Data supplied section start
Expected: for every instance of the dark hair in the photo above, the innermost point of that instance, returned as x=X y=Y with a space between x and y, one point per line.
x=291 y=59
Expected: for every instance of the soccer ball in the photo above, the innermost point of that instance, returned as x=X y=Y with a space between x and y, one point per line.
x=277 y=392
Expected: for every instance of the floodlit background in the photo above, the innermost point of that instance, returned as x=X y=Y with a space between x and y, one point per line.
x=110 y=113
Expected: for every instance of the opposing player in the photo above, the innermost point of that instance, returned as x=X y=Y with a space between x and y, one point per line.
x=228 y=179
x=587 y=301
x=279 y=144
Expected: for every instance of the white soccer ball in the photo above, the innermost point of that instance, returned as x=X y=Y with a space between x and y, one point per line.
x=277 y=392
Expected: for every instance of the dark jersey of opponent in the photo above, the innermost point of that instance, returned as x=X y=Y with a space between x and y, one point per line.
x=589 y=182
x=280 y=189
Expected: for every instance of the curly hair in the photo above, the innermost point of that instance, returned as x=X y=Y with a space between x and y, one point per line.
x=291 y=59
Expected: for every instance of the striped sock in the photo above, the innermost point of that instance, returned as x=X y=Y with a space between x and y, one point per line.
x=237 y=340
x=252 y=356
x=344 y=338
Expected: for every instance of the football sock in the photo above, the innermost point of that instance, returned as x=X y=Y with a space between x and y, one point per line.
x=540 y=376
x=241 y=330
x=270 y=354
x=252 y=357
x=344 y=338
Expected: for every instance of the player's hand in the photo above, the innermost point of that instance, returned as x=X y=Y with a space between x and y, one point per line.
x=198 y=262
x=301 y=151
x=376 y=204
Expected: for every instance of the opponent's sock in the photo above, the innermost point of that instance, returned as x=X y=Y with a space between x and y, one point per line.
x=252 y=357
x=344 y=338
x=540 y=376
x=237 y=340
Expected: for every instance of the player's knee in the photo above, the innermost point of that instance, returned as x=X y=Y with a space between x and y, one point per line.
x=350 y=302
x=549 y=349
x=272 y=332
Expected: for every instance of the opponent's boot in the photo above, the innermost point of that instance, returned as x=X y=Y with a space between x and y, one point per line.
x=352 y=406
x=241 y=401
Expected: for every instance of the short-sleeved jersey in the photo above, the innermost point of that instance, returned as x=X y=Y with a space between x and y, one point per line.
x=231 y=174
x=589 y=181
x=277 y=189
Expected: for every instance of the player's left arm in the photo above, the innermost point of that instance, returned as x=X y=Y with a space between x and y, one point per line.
Data supplied section end
### What you have to do
Your task is to repeat every entry above exactly.

### Reply
Expected: for every instance of the dark hair in the photo above, the innermost point of that instance, returned as x=X y=Y with a space between x and y, one point per line.
x=291 y=59
Expected: for every instance of the soccer ball in the photo above, the innermost point of that instance, returned as x=X y=Y with a space between x and y, one point per line.
x=277 y=392
Expected: for every instance of the floodlit background in the photo above, the innermost point of that instance, returned as x=X y=Y with a space between x and y, one point per line.
x=110 y=113
Expected: for every instance of the opposing player in the photo above, the innermost point of that instance, returned as x=X y=Y with a space between x and y, one point per line.
x=228 y=179
x=587 y=301
x=279 y=144
Expected: for every instance of the white soccer ball in the photo above, the innermost point of that instance, returned as x=X y=Y with a space between x and y, one point per line.
x=277 y=392
Expected: for every instance of the dark jersey of opponent in the photo above, the innermost point of that instance, returned as x=X y=Y with a space between x and y, one point per line.
x=589 y=182
x=280 y=189
Expected: for every instance of the curly hair in the photo above, the innermost point of that instance, returned as x=X y=Y with a space between x and y, one point per line.
x=291 y=59
Expected: for every instance of the striped sock in the photo above, the innermost point of that instance, returned as x=X y=Y with a space between x and y, one point per line.
x=237 y=340
x=252 y=356
x=344 y=338
Expected: for every instance of the football sock in the photo above, the innermost point of that instance, returned as x=X y=Y with a space between x and y, one point per line.
x=540 y=376
x=241 y=330
x=270 y=354
x=252 y=357
x=344 y=338
Expected: for every instance of the player's hand in the photo above, the innermost point of that instance, returned as x=X y=Y with a space between x and y, one point per line.
x=198 y=262
x=301 y=151
x=376 y=204
Expected: for every instance of the opponent's sock in the photo above, the innermost point of that instance, returned as x=X y=Y with a space between x and y, one point per line.
x=252 y=357
x=344 y=338
x=540 y=376
x=237 y=340
Expected: for every instance of the player's knee in the photo above, the innermost point of that instance, returned as x=X y=Y with a space between x and y, one point per line.
x=350 y=302
x=549 y=349
x=272 y=332
Expected: for every instance of the opponent's boot in the photo above, the innermost point of that instance, returned as x=X y=Y with a space between x and y, one point per line.
x=352 y=406
x=241 y=401
Expected: for every instance of the short-sleeved jersey in the photo above, the innermost point of that instance, returned as x=X y=Y with a space between x and y, one point per line.
x=231 y=174
x=589 y=181
x=277 y=189
Expected: for every instance of the player's left arm in the photo above, the innermost point of that instance, returned as x=X y=Y with a space between x and y, one point per line.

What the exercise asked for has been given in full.